DOCUMENT EXCERPT:
Why Resilience Matters

Resilience—our ability to quickly adapt to negative life events—is a dynamic process that changes over time and cements with experience. It’s not an emotion; I doubt we ever feel resilient. But it is a mindset that expertly sustains and guides us through inclement times.

No one is born with resilience, it’s forged by choice. When mature, resilience bolsters us to navigate unexpected storms and gives us a way to make good decisions when the state of thinking clearly feels elusive.

Building Resilience

You’ve heard it said that our thoughts shape our reality. This is especially true with building resilience. Robust resilience is synonymous with a mindset that actively chooses positive thoughts and healthily interprets emotion. It’s well explained by The Appraisal Theory, which sounds terribly clever, but is actually quite straightforward.

The Appraisal Theory

Let’s say two people lose their jobs. Both interpret the incident in different ways: one sees it as a new opportunity to do something better, knowing unemployment won’t last forever. The other takes it as a blight on their worth amidst concerns that they’ll never secure another job. Appraisal happens in two stages. This is the first stage and it’s shaped purely by thought.

The second is defined by subsequent emotion. The rush of butterflies triggered in both individuals strikes them in disparate ways. The first chalks it down to the excitement of new possibilities opening up. The second, to fear of being too old or not smart enough to find the work they want. Each, as a result, makes decisions based on this chain of internal events.

Resilience, then, begins with a two-part appraisal: with thinking that is conducive to wellbeing and positive action, and with proper processing of thought-led emotions, especially negative ones that can induce paralysis.

By realising that our thinking heavily influences our reality, we can be intentional about thought and emotion, and strengthen our ability to observe and, hopefully, improve them both.

Practical Steps to Intentional Thought and Emotion

Our oldest habits—in this case our default way of thinking and respective emotions—take time to retrain. Thankfully, it’s not impossible. Throughout the process, be kind to yourself. Nothing changes overnight, not least our well-worn ways.

DATA PROVIDED:
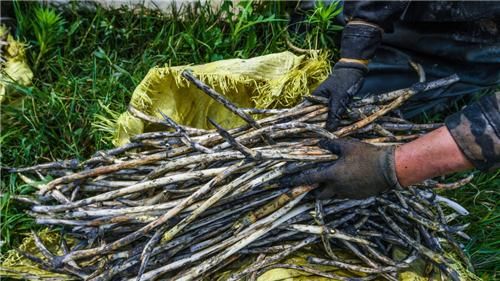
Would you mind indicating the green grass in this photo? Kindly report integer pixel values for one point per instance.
(87, 63)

REQUESTS:
#1 Please extract the part of the passage on resilience from "The second is" up to and including "can induce paralysis.", copied word for word.
#2 Decide whether each statement agrees with the passage on resilience. Answer yes or no, and quote the words that settle it.
(a) Resilience is an emotion.
(b) Appraisal happens in two stages.
(c) Some people are born with resilience.

EXERCISE ANSWERS:
#1
The second is defined by subsequent emotion. The rush of butterflies triggered in both individuals strikes them in disparate ways. The first chalks it down to the excitement of new possibilities opening up. The second, to fear of being too old or not smart enough to find the work they want. Each, as a result, makes decisions based on this chain of internal events.

Resilience, then, begins with a two-part appraisal: with thinking that is conducive to wellbeing and positive action, and with proper processing of thought-led emotions, especially negative ones that can induce paralysis.

#2
(a) No: "It’s not an emotion; I doubt we ever feel resilient."
(b) Yes: "Appraisal happens in two stages."
(c) No: "No one is born with resilience, it’s forged by choice."